(Referring expression data)

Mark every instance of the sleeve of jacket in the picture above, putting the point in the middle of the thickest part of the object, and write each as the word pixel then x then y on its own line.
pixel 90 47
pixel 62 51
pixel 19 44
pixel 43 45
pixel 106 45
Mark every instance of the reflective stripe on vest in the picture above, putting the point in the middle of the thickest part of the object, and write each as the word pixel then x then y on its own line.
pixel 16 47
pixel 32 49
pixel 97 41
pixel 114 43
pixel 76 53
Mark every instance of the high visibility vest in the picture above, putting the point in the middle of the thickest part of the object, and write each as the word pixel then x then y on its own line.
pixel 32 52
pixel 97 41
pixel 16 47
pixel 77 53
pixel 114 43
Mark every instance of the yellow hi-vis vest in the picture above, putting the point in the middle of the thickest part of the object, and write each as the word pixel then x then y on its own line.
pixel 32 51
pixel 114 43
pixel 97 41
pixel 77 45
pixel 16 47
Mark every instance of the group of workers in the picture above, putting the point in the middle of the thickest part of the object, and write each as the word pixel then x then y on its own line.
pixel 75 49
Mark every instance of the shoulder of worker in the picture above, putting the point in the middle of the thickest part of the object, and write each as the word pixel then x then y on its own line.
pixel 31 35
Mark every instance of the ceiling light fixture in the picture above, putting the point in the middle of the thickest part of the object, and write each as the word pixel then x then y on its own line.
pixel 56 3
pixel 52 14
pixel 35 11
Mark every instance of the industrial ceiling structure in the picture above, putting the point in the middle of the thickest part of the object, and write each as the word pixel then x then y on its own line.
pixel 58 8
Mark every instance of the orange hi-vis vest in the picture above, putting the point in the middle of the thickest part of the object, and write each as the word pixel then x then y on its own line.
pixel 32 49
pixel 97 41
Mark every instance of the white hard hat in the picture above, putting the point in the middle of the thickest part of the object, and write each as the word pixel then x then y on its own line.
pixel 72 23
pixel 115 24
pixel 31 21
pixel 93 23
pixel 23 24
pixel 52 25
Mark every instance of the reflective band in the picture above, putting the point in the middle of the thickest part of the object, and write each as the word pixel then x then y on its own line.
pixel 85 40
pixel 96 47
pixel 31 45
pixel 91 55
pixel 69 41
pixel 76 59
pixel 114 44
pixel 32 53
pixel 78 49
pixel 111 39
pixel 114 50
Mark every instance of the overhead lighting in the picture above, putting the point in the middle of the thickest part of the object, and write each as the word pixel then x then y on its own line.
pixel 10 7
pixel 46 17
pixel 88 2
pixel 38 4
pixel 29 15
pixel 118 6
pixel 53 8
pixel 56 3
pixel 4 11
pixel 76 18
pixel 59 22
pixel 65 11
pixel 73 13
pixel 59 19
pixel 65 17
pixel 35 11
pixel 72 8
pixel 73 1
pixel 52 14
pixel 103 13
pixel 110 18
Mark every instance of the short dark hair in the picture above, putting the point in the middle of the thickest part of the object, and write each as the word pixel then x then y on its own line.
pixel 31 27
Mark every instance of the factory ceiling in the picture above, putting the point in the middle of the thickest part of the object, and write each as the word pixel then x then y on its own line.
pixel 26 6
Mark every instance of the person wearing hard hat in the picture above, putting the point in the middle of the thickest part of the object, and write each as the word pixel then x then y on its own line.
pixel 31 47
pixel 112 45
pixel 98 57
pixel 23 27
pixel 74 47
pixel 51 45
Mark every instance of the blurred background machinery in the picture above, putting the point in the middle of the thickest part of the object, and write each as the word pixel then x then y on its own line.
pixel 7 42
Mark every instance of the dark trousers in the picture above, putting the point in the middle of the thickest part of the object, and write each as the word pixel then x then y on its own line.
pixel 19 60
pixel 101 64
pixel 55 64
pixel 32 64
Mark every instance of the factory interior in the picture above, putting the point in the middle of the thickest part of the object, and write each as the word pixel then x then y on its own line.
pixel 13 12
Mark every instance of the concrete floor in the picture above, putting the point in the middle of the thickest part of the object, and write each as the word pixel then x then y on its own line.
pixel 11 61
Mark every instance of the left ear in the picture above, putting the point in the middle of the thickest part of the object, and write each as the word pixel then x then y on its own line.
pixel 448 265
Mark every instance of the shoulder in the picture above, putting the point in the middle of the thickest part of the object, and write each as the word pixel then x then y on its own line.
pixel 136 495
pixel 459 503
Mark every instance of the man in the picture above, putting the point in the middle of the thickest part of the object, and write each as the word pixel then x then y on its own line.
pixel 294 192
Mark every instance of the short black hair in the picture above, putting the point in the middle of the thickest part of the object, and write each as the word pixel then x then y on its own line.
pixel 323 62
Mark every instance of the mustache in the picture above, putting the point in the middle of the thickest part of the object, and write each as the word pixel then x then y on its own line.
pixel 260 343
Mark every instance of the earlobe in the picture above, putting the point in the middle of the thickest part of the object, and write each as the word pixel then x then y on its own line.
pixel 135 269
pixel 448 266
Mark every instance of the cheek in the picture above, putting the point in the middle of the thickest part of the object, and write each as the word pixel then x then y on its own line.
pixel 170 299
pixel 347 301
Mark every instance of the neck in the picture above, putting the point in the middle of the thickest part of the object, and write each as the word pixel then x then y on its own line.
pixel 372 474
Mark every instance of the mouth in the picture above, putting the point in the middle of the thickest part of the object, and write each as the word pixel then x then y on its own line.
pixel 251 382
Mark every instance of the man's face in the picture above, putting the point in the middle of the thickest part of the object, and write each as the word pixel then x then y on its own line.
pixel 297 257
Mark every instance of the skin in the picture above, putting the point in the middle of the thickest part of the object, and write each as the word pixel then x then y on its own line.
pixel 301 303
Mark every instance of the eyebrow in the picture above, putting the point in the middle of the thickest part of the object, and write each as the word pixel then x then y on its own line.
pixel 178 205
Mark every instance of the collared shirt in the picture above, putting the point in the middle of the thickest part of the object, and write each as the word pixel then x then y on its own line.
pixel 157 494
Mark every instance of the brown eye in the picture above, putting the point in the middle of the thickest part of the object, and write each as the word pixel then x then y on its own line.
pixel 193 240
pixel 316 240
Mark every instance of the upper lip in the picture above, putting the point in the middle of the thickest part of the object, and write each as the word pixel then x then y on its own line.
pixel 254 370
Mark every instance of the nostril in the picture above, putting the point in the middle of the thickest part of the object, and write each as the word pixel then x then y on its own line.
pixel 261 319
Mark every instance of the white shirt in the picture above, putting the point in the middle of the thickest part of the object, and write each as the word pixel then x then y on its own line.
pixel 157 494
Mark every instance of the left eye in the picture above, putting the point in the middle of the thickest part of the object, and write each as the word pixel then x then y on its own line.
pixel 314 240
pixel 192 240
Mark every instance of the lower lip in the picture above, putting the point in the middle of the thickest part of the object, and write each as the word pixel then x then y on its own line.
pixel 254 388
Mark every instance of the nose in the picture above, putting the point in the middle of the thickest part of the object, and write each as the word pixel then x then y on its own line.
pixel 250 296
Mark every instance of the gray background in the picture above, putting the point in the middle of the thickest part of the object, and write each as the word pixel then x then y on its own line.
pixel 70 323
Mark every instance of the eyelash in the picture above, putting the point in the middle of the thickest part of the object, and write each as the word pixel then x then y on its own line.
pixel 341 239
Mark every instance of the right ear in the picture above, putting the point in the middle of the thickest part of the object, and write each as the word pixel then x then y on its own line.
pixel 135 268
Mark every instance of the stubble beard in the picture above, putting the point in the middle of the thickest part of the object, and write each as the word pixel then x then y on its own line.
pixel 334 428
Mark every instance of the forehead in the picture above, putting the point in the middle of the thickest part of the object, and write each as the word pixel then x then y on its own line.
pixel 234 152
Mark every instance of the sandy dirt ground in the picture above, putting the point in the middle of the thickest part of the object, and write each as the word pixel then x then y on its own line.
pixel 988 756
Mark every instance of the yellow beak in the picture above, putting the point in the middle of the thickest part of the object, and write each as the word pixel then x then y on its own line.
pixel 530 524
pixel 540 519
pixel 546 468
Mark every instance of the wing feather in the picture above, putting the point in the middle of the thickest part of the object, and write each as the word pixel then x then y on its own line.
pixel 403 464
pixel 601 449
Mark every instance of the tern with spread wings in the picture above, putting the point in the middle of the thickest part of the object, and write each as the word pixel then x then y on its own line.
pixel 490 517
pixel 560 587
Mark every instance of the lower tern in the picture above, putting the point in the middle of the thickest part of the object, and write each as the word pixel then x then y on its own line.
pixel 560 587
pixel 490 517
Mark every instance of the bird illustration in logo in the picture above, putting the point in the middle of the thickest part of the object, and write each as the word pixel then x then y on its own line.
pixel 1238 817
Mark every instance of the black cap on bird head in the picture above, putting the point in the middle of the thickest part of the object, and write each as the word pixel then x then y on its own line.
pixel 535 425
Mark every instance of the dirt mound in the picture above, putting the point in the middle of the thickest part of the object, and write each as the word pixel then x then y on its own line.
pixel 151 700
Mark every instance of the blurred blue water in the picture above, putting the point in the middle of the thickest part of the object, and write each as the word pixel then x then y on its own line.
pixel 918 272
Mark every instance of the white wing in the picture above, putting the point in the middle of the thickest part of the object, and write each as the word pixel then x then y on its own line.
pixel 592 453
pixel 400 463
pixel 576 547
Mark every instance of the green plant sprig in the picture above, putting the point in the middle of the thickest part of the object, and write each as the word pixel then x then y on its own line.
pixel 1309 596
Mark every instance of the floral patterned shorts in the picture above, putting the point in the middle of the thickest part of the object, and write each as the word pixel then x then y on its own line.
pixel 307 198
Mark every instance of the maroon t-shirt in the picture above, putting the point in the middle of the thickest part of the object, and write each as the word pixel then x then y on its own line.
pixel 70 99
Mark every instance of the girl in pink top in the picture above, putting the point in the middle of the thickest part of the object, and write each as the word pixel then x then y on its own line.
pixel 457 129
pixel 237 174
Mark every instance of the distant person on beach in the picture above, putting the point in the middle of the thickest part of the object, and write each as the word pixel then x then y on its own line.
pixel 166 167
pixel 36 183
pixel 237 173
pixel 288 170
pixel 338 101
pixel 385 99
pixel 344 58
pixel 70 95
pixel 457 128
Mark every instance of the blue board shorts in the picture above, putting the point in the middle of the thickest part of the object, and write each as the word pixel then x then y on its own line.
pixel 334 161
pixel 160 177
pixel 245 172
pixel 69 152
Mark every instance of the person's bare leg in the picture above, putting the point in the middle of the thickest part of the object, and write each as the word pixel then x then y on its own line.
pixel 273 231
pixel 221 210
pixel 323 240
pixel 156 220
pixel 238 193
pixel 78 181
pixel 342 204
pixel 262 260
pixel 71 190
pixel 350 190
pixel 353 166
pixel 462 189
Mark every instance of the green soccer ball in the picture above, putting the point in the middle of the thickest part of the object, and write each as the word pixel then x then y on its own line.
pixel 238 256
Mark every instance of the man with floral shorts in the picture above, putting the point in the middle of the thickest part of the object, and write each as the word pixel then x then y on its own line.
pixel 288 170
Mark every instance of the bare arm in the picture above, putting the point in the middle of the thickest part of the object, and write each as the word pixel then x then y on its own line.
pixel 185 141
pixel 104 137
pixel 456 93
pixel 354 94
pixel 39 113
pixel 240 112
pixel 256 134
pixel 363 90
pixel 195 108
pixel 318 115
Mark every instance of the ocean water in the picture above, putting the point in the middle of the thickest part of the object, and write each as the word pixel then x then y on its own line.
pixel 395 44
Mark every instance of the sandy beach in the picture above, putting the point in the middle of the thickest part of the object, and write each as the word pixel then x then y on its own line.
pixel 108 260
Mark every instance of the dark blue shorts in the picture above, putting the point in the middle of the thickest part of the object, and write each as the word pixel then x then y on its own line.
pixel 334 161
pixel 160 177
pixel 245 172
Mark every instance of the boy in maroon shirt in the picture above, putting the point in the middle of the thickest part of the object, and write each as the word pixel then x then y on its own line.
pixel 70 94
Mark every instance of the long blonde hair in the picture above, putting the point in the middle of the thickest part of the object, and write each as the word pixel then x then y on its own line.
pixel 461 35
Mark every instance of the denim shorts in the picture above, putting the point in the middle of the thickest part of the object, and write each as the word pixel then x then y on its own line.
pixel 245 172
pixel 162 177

◆ Exercise details ◆
From the line containing "Mark every instance of the long" to the last line of the data above, copy each line exactly and add nothing.

◆ Worked solution ◆
Mark every instance of the long blonde hair in the picture above, putting the point in the middle of the thickest part of the object, and write each as the word pixel then x then y on its own line.
pixel 461 35
Mark every instance of the denim shorts in the picture above, putting the point in the middle of the thickest part of the object, and write each as the word pixel then x then y on its own line.
pixel 245 172
pixel 162 177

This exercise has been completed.